**Selected excerpt**

The studies above distinguish between affective empathy and cognitive empathy; affective empathy is a willingness to relate to someone’s emotional responses to things, and cognitive empathy is a willingness to relate to their thought processes. A great case study of these is found in the outstanding Apple TV+ series Five Days at Memorial, which chronicles the euthanizing of patients stranded at a hospital in New Orleans during Hurricane Katrina.

Watching that series, if we have an empathy imbalance in the direction of affective empathy, we will feel for the families of patients who were euthanized, and feel outrage toward the main character of the series, the doctor who decided to euthanize the patients. But if we have cognitive empathy, we will see her thought processes and empathize with the pain of her decision between two awful alternatives. The unthinkable (killing patients in a hospital) becomes understandable, and we feel slow to condemn her.

For an example of cognitive empathy in church history, consider this excerpt from Kathleen Flake’s monumental presentation The Emotional and Priestly Logic of Plural Marriage:

People who share premises will find the ideas and actions that flow from them logical, while people who don’t will find these same ideas and actions illogical, even wrong. This is most obvious when it comes to religious premises. Academic historians of religious behavior do not have a “dog in that fight.” We try to limit ourselves to the task of understanding and explaining, or you could say we limit ourselves to asking out of curiosity, not judgment, what did they think they were doing?

That question – what did they think they were doing? – is Theory of Mind. It is the basis for cognitively-empathic moral judgments.

With a deficit of cognitive empathy, current polygamy-denial movements create a new moral narrative about prophets in the church: Joseph Smith was essentially perfect. All of his moral judgments were fully consistent and all of his behavior was aligned with scripture (which is also seen to be a 100% consistent guide to morality). Later prophets screwed everything up and behaved in immoral ways, implementing polygamy and telling lies about Joseph Smith’s practice of it. And then, later church presidents (none of which are considered by the polygamy-denial movement to be real prophets) like Joseph Fielding Smith and his successors made terrible, unforgivable decisions around church history that have left the church where we are now, believing that Joseph Smith practiced polygamy.

**Data supplied**
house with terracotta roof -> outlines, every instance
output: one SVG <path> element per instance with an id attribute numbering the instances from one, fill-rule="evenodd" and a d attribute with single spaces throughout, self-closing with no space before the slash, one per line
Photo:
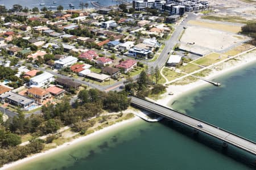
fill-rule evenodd
<path id="1" fill-rule="evenodd" d="M 96 63 L 101 66 L 105 66 L 106 65 L 110 65 L 113 63 L 113 60 L 110 58 L 102 57 L 100 57 L 96 61 Z"/>
<path id="2" fill-rule="evenodd" d="M 64 96 L 64 94 L 65 92 L 65 90 L 59 88 L 55 86 L 51 86 L 47 88 L 46 90 L 49 92 L 52 96 L 59 99 Z"/>
<path id="3" fill-rule="evenodd" d="M 115 66 L 117 68 L 123 70 L 123 72 L 126 73 L 130 70 L 137 66 L 137 62 L 134 60 L 127 60 L 126 61 L 121 62 L 119 65 Z"/>
<path id="4" fill-rule="evenodd" d="M 108 39 L 108 40 L 105 40 L 105 41 L 101 41 L 101 42 L 98 42 L 98 44 L 97 44 L 97 45 L 98 46 L 103 46 L 103 45 L 104 45 L 105 44 L 107 44 L 108 42 L 109 42 L 109 41 L 110 41 L 110 40 L 109 40 L 109 39 Z"/>
<path id="5" fill-rule="evenodd" d="M 38 56 L 43 57 L 46 54 L 46 52 L 45 51 L 38 50 L 35 53 L 27 56 L 27 58 L 32 58 L 33 60 L 35 60 L 36 59 Z"/>
<path id="6" fill-rule="evenodd" d="M 0 95 L 11 90 L 10 87 L 5 85 L 0 85 Z"/>
<path id="7" fill-rule="evenodd" d="M 91 61 L 93 59 L 97 58 L 98 57 L 98 56 L 96 51 L 89 50 L 85 53 L 81 53 L 79 56 L 79 57 Z"/>
<path id="8" fill-rule="evenodd" d="M 30 77 L 33 77 L 36 75 L 36 73 L 39 72 L 38 70 L 32 70 L 25 73 L 25 76 L 28 76 Z"/>
<path id="9" fill-rule="evenodd" d="M 39 87 L 32 87 L 27 90 L 27 94 L 28 96 L 34 99 L 36 103 L 41 103 L 51 96 L 48 91 Z"/>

**Required action**
From the passage on empathy, print the portion from "For an example" to "judgment, what did they think they were doing?" word for word.

**Problem solution**
For an example of cognitive empathy in church history, consider this excerpt from Kathleen Flake’s monumental presentation The Emotional and Priestly Logic of Plural Marriage:

People who share premises will find the ideas and actions that flow from them logical, while people who don’t will find these same ideas and actions illogical, even wrong. This is most obvious when it comes to religious premises. Academic historians of religious behavior do not have a “dog in that fight.” We try to limit ourselves to the task of understanding and explaining, or you could say we limit ourselves to asking out of curiosity, not judgment, what did they think they were doing?